◆ EXERCISE GOAL ◆
Counting task for the data below: how many lines hold the word "every"? Answer with the number only.

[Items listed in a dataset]
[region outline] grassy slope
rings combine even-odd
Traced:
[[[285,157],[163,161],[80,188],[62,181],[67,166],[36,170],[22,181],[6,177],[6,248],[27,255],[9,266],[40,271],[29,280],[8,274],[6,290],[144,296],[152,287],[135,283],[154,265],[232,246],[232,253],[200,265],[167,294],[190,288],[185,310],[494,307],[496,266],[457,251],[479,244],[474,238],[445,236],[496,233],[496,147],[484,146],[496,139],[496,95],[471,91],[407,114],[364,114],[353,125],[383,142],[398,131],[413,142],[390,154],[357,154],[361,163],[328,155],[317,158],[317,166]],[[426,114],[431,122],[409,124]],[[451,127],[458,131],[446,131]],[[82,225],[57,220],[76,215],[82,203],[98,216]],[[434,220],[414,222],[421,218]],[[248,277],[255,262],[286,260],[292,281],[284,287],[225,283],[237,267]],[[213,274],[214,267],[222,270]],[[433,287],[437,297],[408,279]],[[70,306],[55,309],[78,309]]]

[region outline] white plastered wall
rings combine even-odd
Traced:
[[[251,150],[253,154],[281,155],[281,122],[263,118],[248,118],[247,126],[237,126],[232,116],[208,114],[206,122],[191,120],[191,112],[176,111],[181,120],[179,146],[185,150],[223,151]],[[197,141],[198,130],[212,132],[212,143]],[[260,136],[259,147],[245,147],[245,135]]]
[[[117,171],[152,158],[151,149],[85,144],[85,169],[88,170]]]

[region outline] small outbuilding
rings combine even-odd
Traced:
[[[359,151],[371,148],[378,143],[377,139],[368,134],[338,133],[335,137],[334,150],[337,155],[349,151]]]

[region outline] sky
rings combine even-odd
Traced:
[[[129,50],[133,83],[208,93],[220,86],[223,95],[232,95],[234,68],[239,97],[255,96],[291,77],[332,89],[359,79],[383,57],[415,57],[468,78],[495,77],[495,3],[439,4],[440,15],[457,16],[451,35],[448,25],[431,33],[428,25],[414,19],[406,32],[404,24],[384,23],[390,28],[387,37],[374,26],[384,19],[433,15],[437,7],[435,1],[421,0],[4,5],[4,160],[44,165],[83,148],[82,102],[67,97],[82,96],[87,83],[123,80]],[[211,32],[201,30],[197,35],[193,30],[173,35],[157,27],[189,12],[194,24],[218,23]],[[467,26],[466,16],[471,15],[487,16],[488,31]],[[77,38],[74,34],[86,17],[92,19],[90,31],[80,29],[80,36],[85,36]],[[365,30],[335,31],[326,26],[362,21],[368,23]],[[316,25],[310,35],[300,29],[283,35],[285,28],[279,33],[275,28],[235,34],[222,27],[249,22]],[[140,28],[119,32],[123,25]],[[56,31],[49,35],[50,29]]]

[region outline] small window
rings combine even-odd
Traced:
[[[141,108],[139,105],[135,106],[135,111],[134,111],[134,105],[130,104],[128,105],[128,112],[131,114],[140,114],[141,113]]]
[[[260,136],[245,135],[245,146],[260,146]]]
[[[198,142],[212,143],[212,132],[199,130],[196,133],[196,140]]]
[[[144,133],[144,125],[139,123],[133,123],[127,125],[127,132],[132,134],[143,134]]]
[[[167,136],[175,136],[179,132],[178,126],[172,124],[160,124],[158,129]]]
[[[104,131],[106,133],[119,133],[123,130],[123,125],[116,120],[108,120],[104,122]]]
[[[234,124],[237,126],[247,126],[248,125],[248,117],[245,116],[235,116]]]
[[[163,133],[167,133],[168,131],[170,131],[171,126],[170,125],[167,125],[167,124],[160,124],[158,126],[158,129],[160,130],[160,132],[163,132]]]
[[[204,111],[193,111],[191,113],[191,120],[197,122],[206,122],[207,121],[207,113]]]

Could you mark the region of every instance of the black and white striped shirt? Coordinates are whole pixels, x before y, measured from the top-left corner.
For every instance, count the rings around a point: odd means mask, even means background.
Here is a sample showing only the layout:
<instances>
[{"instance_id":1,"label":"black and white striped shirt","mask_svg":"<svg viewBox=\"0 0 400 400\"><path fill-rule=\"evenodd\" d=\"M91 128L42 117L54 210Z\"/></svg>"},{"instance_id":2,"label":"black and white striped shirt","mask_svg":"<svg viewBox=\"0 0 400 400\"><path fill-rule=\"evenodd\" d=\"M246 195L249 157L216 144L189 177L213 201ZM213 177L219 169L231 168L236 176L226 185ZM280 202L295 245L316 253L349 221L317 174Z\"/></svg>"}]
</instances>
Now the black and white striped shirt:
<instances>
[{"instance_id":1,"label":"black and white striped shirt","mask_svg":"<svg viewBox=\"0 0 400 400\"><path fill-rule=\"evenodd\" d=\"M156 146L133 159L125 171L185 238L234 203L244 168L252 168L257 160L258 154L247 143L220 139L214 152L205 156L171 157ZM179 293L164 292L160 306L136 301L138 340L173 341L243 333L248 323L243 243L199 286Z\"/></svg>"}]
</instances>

◆ EXPECTED OUTPUT ◆
2